• _Source material_:

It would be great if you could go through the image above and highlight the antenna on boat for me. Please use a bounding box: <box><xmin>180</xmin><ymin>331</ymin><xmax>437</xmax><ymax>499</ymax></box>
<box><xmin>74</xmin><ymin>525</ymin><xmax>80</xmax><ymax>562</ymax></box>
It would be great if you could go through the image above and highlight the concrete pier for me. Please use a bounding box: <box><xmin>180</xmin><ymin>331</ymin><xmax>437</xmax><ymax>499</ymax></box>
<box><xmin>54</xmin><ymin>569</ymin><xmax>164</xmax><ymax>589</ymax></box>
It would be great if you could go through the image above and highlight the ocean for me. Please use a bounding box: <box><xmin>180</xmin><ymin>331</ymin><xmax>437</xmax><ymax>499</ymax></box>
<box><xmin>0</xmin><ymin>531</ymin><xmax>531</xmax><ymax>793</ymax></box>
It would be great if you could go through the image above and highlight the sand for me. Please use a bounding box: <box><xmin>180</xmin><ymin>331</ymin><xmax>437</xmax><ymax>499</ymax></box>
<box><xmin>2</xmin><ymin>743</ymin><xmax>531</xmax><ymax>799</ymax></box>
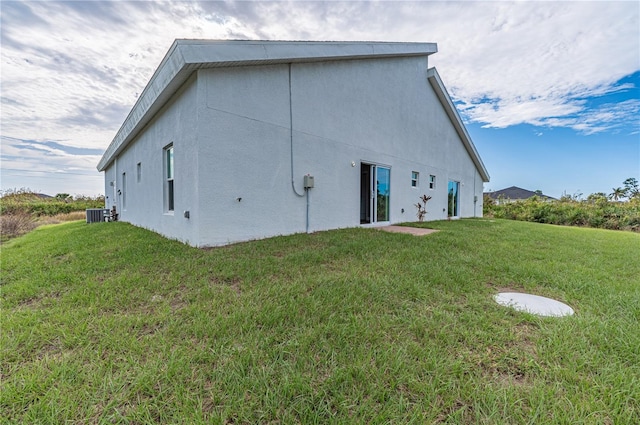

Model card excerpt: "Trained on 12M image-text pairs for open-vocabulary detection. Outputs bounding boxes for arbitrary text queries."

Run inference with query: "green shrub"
[0,189,105,241]
[485,197,640,232]
[0,189,104,217]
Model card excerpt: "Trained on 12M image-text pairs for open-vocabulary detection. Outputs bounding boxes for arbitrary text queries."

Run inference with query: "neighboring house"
[485,186,556,204]
[97,40,490,247]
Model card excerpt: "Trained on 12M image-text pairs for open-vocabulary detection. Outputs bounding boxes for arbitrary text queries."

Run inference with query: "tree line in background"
[0,188,104,241]
[587,177,639,202]
[484,178,640,232]
[2,177,639,242]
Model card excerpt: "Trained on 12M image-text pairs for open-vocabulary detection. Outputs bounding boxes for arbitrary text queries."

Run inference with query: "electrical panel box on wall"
[304,175,314,188]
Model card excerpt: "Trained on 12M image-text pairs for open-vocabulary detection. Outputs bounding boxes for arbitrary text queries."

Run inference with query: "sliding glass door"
[376,166,390,222]
[360,163,390,224]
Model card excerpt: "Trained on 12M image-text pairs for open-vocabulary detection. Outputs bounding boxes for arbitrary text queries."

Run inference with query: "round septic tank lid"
[495,292,574,317]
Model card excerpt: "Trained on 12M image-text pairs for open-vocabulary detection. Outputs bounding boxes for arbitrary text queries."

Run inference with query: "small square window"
[429,174,436,190]
[411,171,419,188]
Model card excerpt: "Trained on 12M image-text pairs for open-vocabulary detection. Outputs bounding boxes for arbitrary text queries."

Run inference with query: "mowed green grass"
[1,219,639,424]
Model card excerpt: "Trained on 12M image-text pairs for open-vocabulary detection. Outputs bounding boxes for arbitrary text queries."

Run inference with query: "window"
[165,145,174,212]
[429,174,436,190]
[447,180,459,217]
[137,162,142,183]
[121,172,127,210]
[411,171,419,188]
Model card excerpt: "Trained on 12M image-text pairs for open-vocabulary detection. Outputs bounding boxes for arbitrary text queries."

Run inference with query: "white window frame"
[164,144,174,213]
[429,174,436,190]
[121,172,127,210]
[411,171,419,188]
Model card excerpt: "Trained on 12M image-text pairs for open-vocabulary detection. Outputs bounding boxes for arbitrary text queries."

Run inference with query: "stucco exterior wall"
[195,64,299,246]
[103,53,486,247]
[103,74,200,245]
[290,56,483,225]
[424,81,484,220]
[189,57,484,246]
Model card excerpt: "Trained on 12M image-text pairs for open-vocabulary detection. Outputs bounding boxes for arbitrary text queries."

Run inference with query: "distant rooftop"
[485,186,556,201]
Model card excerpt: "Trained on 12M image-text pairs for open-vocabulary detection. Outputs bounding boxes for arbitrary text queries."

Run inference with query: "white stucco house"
[97,40,489,247]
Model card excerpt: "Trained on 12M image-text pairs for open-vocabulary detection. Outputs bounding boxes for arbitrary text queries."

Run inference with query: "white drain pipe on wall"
[288,63,312,233]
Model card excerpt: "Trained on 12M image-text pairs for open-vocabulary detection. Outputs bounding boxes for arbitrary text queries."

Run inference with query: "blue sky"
[1,1,639,198]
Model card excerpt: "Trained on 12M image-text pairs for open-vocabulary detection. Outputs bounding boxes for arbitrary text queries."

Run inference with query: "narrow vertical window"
[429,174,436,190]
[376,166,391,222]
[137,162,142,183]
[411,171,419,188]
[447,180,459,217]
[165,145,174,212]
[121,172,127,210]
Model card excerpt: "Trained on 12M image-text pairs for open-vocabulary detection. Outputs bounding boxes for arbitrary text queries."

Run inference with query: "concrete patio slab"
[495,292,574,317]
[378,226,439,236]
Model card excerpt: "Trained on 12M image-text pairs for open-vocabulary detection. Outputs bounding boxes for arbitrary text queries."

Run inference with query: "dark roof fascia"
[97,40,438,171]
[426,67,490,182]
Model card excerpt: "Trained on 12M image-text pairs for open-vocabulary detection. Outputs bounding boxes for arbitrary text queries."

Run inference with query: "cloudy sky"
[1,0,639,198]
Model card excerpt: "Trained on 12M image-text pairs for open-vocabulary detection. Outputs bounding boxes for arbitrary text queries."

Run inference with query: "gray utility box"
[303,175,314,189]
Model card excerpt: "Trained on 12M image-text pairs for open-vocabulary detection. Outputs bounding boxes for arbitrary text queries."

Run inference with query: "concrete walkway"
[378,225,439,236]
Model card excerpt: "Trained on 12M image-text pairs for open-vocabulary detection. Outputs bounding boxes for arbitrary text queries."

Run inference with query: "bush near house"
[0,188,104,241]
[484,195,640,232]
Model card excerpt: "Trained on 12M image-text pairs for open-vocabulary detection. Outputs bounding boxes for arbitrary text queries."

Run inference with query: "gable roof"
[485,186,556,200]
[97,40,487,182]
[97,40,437,171]
[427,68,489,182]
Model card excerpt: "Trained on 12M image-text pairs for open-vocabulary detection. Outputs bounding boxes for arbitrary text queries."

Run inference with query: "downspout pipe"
[288,62,310,234]
[306,188,310,233]
[114,157,118,211]
[289,63,306,199]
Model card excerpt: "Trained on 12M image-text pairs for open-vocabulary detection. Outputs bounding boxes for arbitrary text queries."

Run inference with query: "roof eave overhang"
[97,40,438,171]
[427,67,490,182]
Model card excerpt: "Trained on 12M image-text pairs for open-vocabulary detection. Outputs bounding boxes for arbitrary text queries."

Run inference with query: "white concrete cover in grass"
[495,292,574,317]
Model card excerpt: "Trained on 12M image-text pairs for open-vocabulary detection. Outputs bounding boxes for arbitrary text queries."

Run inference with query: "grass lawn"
[1,219,639,424]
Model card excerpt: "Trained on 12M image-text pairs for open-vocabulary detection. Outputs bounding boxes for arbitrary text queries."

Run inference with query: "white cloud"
[1,136,104,195]
[535,99,640,135]
[1,0,638,194]
[1,136,103,172]
[0,1,262,150]
[3,1,637,143]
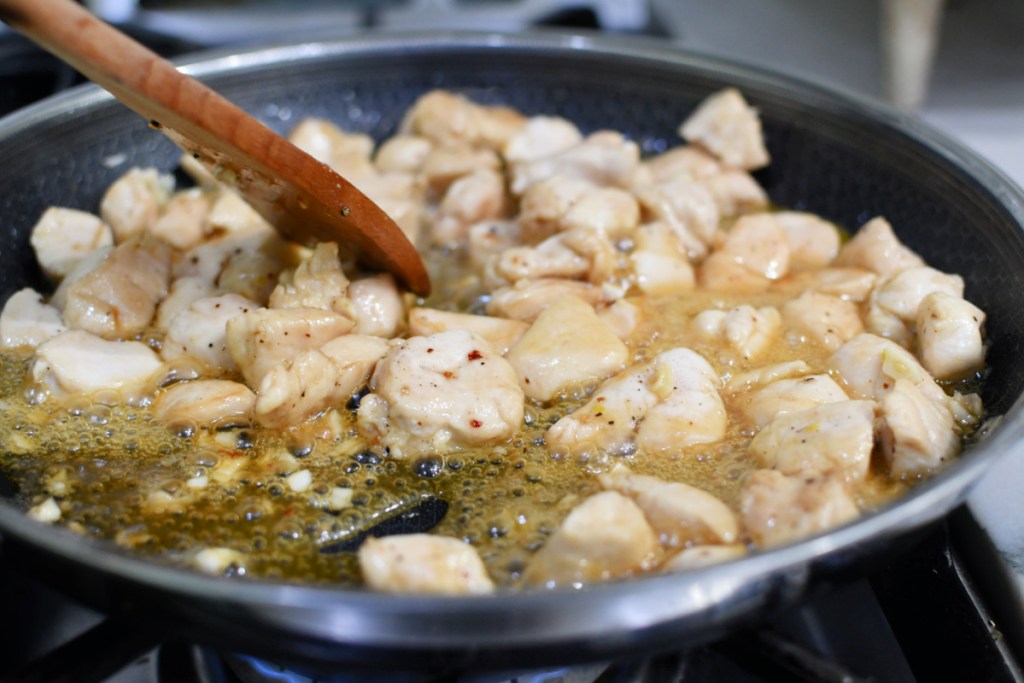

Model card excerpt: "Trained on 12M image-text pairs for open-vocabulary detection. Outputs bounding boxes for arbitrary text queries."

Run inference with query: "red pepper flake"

• _Prompt_: Leaving pictures aside, write out each record above exactly as given.

• _Solution for this task_:
It would be great if you could go through the image above and highlight the antenna on boat for me. Please use a bounding box: <box><xmin>180</xmin><ymin>331</ymin><xmax>437</xmax><ymax>499</ymax></box>
<box><xmin>74</xmin><ymin>525</ymin><xmax>80</xmax><ymax>562</ymax></box>
It would be great if you could go through the image above and highlight the concrete pier for me. Please use a bounding box: <box><xmin>180</xmin><ymin>331</ymin><xmax>437</xmax><ymax>499</ymax></box>
<box><xmin>54</xmin><ymin>569</ymin><xmax>164</xmax><ymax>589</ymax></box>
It would be great if you could go through the image above and highlight the ocean for me. Please use a bounding box: <box><xmin>180</xmin><ymin>331</ymin><xmax>437</xmax><ymax>499</ymax></box>
<box><xmin>0</xmin><ymin>531</ymin><xmax>531</xmax><ymax>793</ymax></box>
It would be great if you could go through the image above and highlight the sand for me. Please use a bounding box: <box><xmin>180</xmin><ymin>331</ymin><xmax>437</xmax><ymax>499</ymax></box>
<box><xmin>2</xmin><ymin>743</ymin><xmax>531</xmax><ymax>799</ymax></box>

Model card excerpt: "Trained on 12M image-text pairs for open-vocabulary detection. Outputs bounding boxes for arbitrary text queries."

Run inference with query: "green shrub"
[0,189,105,241]
[485,197,640,232]
[0,189,104,217]
Model card excerpt: "Trained on 12M image-text pairs for open-vocabulary detection. Outputs bounding boxes for arbitrary text queries."

Run inference with query: "neighboring house"
[485,186,556,204]
[97,40,490,247]
Model card excerpt: "Trained on 12M image-text pairs for open-vocabulary detection. Outputs bounding boxes for arbitrary text queries."

Run inference with query: "tree line in background"
[0,188,104,241]
[587,177,639,202]
[484,178,640,232]
[2,177,639,242]
Model card excerpt: "Trained on 12M image-text pairs for open-vocabulary detection. Outputs bounding boxes for arbitrary text queries."

Run inference with query: "electrical panel box on wall"
[304,175,314,188]
Model card excerpt: "Trained on 12M image-text pairs for open-vocabulary detection. Outputs bounding boxes for arbitrary text queries."

Run inference with query: "sliding glass door"
[376,166,390,222]
[360,163,390,224]
Model card excerpt: "Trained on 12M image-text pairs for open-vocabulary detection. Outputs bounding boxes for arbitrary text queries."

Run inference with query: "round septic tank lid"
[495,292,574,317]
Model card excerpt: "Trained on 12M image-text pairs for open-vocabulary detection. Outputs bounding boxes for arbitrary text queries."

Run inference with query: "small square window"
[429,174,436,190]
[411,171,419,188]
Model card excerpt: "Trained on 12M image-text pairs for open-vocabulary detection. Outputs bounding boxes for arbitrary text queries."

Run inference with query: "mowed green grass"
[1,219,639,424]
Model card excerpt: "Trained on 12M image-text pairs for open-vocabulary detection. Outputs bounding boxes for arbitrary text queries."

Run inference with query: "window"
[165,145,174,212]
[429,174,436,190]
[447,180,459,217]
[137,162,142,183]
[121,172,127,210]
[411,171,419,188]
Model card excerpt: "Trained on 12M image-text pairs for open-vocabulary detection. Outputs bounding boxes for arbitrary text queries."

Run inference with query: "white window frame"
[164,144,174,213]
[429,174,436,190]
[121,172,127,210]
[411,171,419,188]
Model card excerpt: "Trained on 12M image-text pairs for open-vocabulary detection. Outputs bounding boxes for arbitrary text queries."

Run inference with query: "stucco exterior wall"
[195,64,299,246]
[103,53,486,247]
[103,74,200,245]
[290,56,483,225]
[424,81,484,220]
[189,57,484,246]
Model card excerpt: "Trained on 12M image-text pairs for open-vocabulary detection. Outputs bounding boxes for arbitrary text queries."

Run inference with query: "distant rooftop"
[485,186,556,201]
Model card excerpt: "Trained on 12M image-text pairs for open-vocabulary detection. Outputs bounding boxes for arbitrary text queries."

Run inference with query: "white stucco house"
[97,40,489,247]
Model card excerpt: "Trained on 12M image-text pairs for open-vocabulary detection. Outputs bounding boxes for arbitrary text queries."

Run inference with query: "white drain pipe on wall"
[288,63,312,233]
Model card excerpt: "Trained on 12M image-text pairs for open-vocabulary detection. Outputs bounding boxes for arbitrary text queries."

Run inference with query: "blue sky"
[1,1,639,198]
Model card excerpt: "Trained on 12M image-text pairs for open-vocabulary detection. Outputs bounding boxes for arbitrary text queries."

Run inference with query: "narrow vertical window"
[429,174,436,190]
[376,166,391,222]
[137,162,142,183]
[411,171,419,188]
[447,180,459,217]
[165,145,174,212]
[121,172,127,210]
Model card excerpt: "Trained on 12M image-text pairs for open-vocabulary detection. Outputs bounding boxes for arbitrary text queries."

Run inference with query: "concrete patio slab"
[495,292,574,317]
[378,226,439,236]
Model card excerpt: "Trained on 12M image-text pairs for open-vocabulary detection. Outputs bounding boxes for arbitrary text queries."

Run inference with query: "dark roof fascia"
[97,40,438,171]
[426,67,490,182]
Model card excerpt: "Trained on 12M image-text pairs for open-vocabulary detection. Outputs bounding boxes for arbitrary text queries."

Run inference with query: "cloudy sky"
[1,0,639,198]
Model card excerpt: "Trained on 12M image-text pairs for open-vocabulary detection. Outputs bounding boxes for arbitrary text queries."

Run inference with query: "gray utility box"
[303,175,314,189]
Model card excerpt: "Trained on 12M image-text pairs for open-vocabulary detection. Outputs bounding boxes for arbitrary text queries."

Run inference with query: "concrete walkway"
[378,225,439,236]
Model card excerpt: "Trained on 12M image-text pairs for open-vocabulary detection. Outputs bounding boxes for arbitrary text queries."

Run inference with query: "bush near house"
[0,188,104,241]
[484,195,640,232]
Model card excerpt: "Trained on 12M image-text pairs for open-vocabulary detection. Outputs bounding boxes for arbitrary text queries."

Run inference with query: "gable roof"
[485,186,556,200]
[97,40,487,182]
[97,40,437,171]
[427,68,489,182]
Model card excerpt: "Trained on 12M image-text pairs for open-vocabulary detection. Outputs bounding boxes for arbitrary text queries."

Run inference with query: "downspout pipe"
[288,62,310,234]
[306,188,310,233]
[114,157,118,211]
[289,63,306,199]
Model card excerpt: "Trained on 12M image-text pairs for open-vocabulary detection. Outputs bounding boxes for arbitrary text queries."

Run inference with query: "roof eave overhang"
[97,40,438,171]
[427,67,490,182]
Model card excerpt: "Trained on 12M image-text pairs for open-vocabulary detection. Outputs bounding boxes for arbitrary text queries."

Run inference with query: "white concrete cover in grass"
[495,292,574,317]
Model card excerpt: "Trained on 12M image-text pairs for open-vocabulary detection. Outputs bounding boxes for arbitrary text queries."

Run inference with query: "grass lawn"
[1,219,639,424]
Model card excerpt: "Trained on 12M image-text pairs for open-vocabulary detection. Outputs bounding boxes for arbitrary text queries."

Run inference with query: "white cloud"
[1,136,104,195]
[535,99,640,135]
[1,0,638,194]
[1,136,103,172]
[0,1,262,150]
[3,1,637,143]

Model card excerpt: "Trained on 12M image-text pairs for open-vocabulary detection. Outputs bounding boxes for arbitrary text queries."

Run inference with query: "red pepper flake"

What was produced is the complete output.